Collected data entries:
* begin *

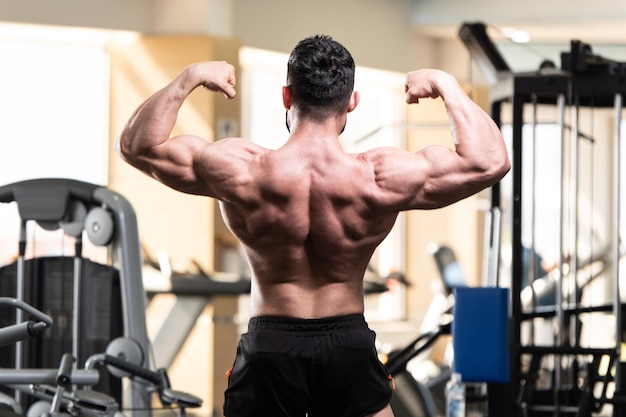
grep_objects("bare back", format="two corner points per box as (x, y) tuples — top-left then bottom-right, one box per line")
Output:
(220, 138), (397, 318)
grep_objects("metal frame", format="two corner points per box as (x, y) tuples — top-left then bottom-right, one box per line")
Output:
(0, 178), (151, 416)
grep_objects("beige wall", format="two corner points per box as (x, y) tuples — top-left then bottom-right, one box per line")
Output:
(0, 0), (468, 75)
(406, 89), (488, 321)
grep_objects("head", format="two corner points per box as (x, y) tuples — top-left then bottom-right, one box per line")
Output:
(286, 35), (354, 129)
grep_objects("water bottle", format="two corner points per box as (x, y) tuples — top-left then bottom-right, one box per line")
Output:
(446, 372), (465, 417)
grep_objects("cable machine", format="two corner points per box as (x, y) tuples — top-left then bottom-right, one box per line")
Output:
(459, 23), (626, 417)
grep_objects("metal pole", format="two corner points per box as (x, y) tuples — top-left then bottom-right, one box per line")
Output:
(612, 93), (623, 416)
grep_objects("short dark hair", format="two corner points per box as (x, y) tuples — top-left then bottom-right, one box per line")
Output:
(287, 35), (354, 121)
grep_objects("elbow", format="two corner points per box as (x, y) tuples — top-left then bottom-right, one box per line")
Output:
(488, 155), (511, 184)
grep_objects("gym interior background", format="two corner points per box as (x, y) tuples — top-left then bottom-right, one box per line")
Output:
(0, 0), (626, 415)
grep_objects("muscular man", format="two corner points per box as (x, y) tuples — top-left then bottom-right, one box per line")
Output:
(119, 36), (510, 417)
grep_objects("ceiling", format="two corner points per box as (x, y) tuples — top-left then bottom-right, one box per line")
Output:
(411, 0), (626, 44)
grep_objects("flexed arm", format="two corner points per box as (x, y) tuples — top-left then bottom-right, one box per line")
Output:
(116, 61), (236, 194)
(367, 69), (511, 210)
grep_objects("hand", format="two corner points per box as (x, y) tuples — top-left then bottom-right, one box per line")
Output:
(404, 69), (451, 104)
(190, 61), (237, 99)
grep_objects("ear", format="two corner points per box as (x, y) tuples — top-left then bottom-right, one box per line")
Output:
(348, 91), (361, 113)
(283, 86), (291, 110)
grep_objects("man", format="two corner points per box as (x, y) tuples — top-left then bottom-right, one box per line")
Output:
(119, 36), (509, 417)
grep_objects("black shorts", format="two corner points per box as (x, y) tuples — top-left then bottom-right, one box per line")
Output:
(224, 314), (391, 417)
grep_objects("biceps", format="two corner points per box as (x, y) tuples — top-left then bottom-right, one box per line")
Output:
(377, 146), (468, 210)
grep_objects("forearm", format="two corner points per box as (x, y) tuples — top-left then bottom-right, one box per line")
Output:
(437, 72), (509, 171)
(118, 69), (199, 162)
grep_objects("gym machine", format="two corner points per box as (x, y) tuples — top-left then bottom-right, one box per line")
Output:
(459, 23), (626, 417)
(0, 178), (195, 417)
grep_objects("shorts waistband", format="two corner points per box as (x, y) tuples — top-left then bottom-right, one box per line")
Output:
(248, 314), (367, 332)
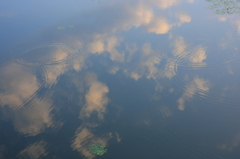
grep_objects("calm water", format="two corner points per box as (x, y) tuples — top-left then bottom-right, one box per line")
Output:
(0, 0), (240, 159)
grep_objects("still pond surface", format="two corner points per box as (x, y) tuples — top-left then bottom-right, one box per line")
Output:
(0, 0), (240, 159)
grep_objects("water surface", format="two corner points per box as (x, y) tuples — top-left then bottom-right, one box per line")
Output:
(0, 0), (240, 159)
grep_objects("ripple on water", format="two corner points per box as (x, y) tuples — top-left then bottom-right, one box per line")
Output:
(166, 42), (240, 107)
(18, 43), (77, 66)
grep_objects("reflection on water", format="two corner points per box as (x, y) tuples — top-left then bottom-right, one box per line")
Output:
(0, 0), (240, 159)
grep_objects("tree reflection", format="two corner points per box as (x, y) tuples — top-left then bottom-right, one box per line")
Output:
(206, 0), (240, 14)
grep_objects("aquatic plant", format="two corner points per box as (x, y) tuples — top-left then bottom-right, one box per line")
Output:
(88, 143), (107, 156)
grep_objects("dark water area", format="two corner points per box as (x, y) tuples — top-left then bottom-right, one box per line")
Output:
(0, 0), (240, 159)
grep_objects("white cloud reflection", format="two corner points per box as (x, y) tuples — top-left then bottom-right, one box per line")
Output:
(0, 63), (52, 136)
(80, 74), (109, 119)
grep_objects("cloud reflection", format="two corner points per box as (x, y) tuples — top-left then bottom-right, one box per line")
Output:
(0, 63), (52, 136)
(18, 141), (47, 159)
(80, 74), (109, 119)
(177, 77), (210, 110)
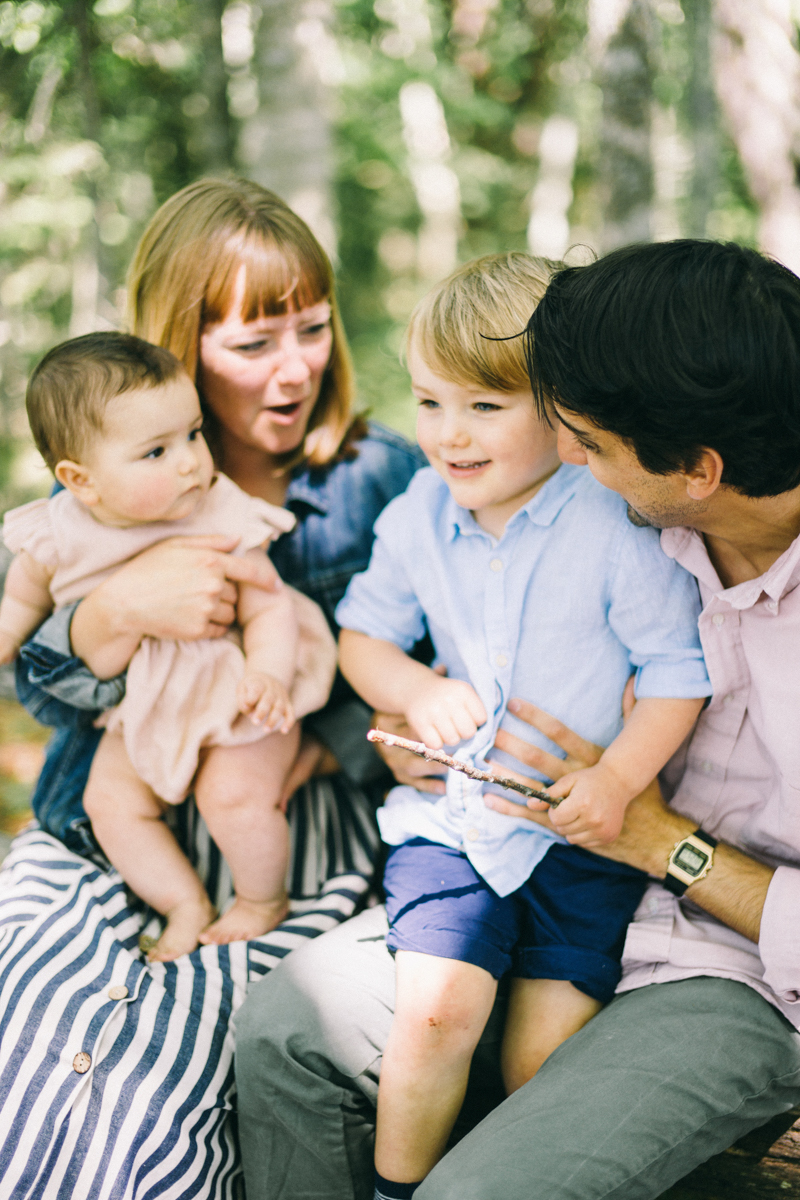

* end *

--- Given problem ---
Pull out each line of the records above that contains the string "surface" and copy it unchanged.

--- Expected answer ---
grep_objects("still pond surface", format="two corner points per box as (x, y) tuples — top-left then bottom-right, one box per line")
grep_objects("water surface", format="two corner points per box as (x, y) tuples — top-left then bottom-right, one box per line")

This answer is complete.